## AIM OF THE EXERCISE
Write out the listing below exactly, and omit any images you find in it.

## RECORDS SUPPLIED
_ _ _

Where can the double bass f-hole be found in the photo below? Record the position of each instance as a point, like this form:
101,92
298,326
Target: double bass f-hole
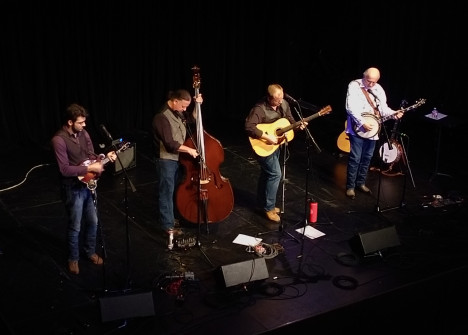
205,195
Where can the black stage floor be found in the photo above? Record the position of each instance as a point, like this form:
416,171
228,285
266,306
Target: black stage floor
411,275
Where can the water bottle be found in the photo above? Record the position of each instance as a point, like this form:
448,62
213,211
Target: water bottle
170,244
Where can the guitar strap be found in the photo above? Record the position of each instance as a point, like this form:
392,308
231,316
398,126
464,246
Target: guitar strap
369,100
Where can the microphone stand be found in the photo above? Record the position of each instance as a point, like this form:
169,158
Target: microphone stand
127,234
307,200
127,287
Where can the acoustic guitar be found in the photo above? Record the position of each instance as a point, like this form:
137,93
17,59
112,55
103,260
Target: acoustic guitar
282,129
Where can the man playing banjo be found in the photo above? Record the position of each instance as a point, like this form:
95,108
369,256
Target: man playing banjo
366,107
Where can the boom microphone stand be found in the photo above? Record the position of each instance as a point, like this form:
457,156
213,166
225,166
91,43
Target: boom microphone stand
127,182
283,194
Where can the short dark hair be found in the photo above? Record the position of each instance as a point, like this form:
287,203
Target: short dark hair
73,111
180,94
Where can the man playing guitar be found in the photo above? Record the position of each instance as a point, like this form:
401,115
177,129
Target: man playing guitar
269,109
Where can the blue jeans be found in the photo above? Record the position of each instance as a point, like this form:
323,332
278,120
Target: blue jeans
168,177
80,207
268,181
359,160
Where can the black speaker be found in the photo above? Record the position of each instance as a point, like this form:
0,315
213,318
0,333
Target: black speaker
126,306
370,242
127,157
243,272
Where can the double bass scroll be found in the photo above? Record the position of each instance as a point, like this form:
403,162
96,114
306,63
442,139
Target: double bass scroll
204,196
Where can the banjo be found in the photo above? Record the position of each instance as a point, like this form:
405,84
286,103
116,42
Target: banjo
390,151
376,122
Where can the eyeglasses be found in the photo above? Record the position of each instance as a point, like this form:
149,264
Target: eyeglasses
371,82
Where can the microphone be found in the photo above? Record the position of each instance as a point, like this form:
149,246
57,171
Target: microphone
104,130
375,97
288,97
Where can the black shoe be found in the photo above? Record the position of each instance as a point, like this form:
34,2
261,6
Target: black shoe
364,188
350,193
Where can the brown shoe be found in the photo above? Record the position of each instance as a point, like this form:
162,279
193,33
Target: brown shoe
73,267
273,216
96,259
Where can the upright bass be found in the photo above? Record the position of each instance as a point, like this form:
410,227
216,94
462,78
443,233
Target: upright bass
205,196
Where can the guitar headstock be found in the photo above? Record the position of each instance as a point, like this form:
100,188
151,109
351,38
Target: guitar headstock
420,102
325,110
196,76
124,147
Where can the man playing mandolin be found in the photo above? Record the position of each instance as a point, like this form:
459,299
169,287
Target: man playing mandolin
72,146
366,105
269,109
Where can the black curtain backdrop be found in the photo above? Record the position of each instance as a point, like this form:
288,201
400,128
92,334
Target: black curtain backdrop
119,59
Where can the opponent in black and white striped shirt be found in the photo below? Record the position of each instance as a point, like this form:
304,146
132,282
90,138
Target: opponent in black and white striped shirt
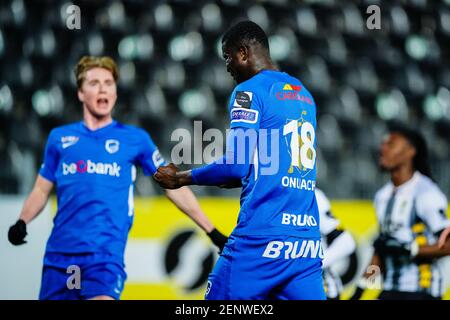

_ _ _

## ANSWER TO THE EXERCISE
Where can the double bass f-hole be found in the photo below? Record the position of each instance as a point, like this form:
101,92
298,326
Target: double bass f-hole
205,195
Where can the black stage floor be found in the photo above? Record the position of each instance as a point, like this form:
416,171
228,285
266,306
Target: black stage floor
411,275
Where can the water bottle be found in the photo above? Record the position of each instance as a point, like this form:
448,62
213,211
Target: water bottle
170,244
Where can the guitar strap be found in the photo above? Record the position of each instance as a point, like this form:
392,308
231,316
398,126
464,246
Target: guitar strap
369,100
Where can the microphone stand be found in the photo above? Record the position of each instance as a point, like this form:
169,158
Target: microphone stand
127,234
307,200
127,287
Where can the acoustic guitar be found in the photo above? Record the position of each instance as a point, like this form:
137,93
17,59
112,55
103,260
Target: acoustic guitar
282,129
Where can the man playing banjo be found in the photo above? Record the position of each instance as a point, like this form:
95,108
369,256
Target: man playing banjo
366,107
Where can the boom microphone stand be found in the photo above? Record the position of each instance as a point, like this form:
457,156
213,166
225,166
91,43
Target: boom microphone stand
127,182
283,194
Where can the short dark hair be found in the photo above? Record the position of each instance as a point, like this form:
287,203
Target: short dark hair
73,111
180,94
Where can the man playing guitar be found in the photo above? Record the position of each instance as a point, like this form:
401,115
177,129
Target: man playing guitar
269,109
Where can the blue jeans be found in the photo above? Record the position of each instance as a point, like this form:
323,332
278,120
Target: blue jeans
168,177
80,207
268,181
359,160
Where can the black speaker be found in the photo above? Record the position of each instance as a point, like this form:
0,315
213,318
0,333
Target: black speaker
126,306
370,242
127,157
243,272
Where can the double bass scroll be found in the photo above? Record the position of each instance as a point, like this form:
403,162
96,114
306,63
442,139
Target: double bass scroll
204,196
Where can the banjo be found in the photo above? Record the position of each instance as a point, like this form:
405,84
286,103
116,42
Target: banjo
390,151
376,122
Where can the eyeglasses be found in the photo above? Record the position of each instance as a point, like this form:
149,264
Target: eyeglasses
371,82
Where can the microphone be found in the photo above? Record the position of each instance as a point, like this form:
149,246
57,171
Target: microphone
104,130
375,97
288,97
Where can the black shoe be found in the photo above? Record the position of each instance as a point, like this form:
34,2
261,6
Target: black shoe
364,188
350,193
Where can the brown shoe be found in the photo above? Record the position of each instance as a point, like this form:
162,279
193,33
Target: brown shoe
73,267
273,216
96,259
Where can the upright bass be found in the photo above? Record the position of each instance as a point, like this form:
410,227
216,94
462,78
443,233
Target: upright bass
205,196
Where can the guitar headstock be found in the photo above? Record the position of each instance as a point, like this form:
100,188
151,109
351,38
Target: guitar headstock
420,102
325,110
196,76
124,147
Where can the man playing mandolin be found in the photo above? Record the position of each instance as a point, like this form:
459,299
169,287
Target: man playing mandolin
72,146
366,105
269,109
Where can the black curtain backdrop be found in the photo above? Record the position of each instance as a point, like this form:
288,201
400,128
92,334
Target: black curtain backdrop
119,59
Where can the opponent in black and white striped shirt be found in the photo below? Record the position of each instance as a point, like this form:
304,146
132,282
90,138
Target: opponent in black and white striped shirt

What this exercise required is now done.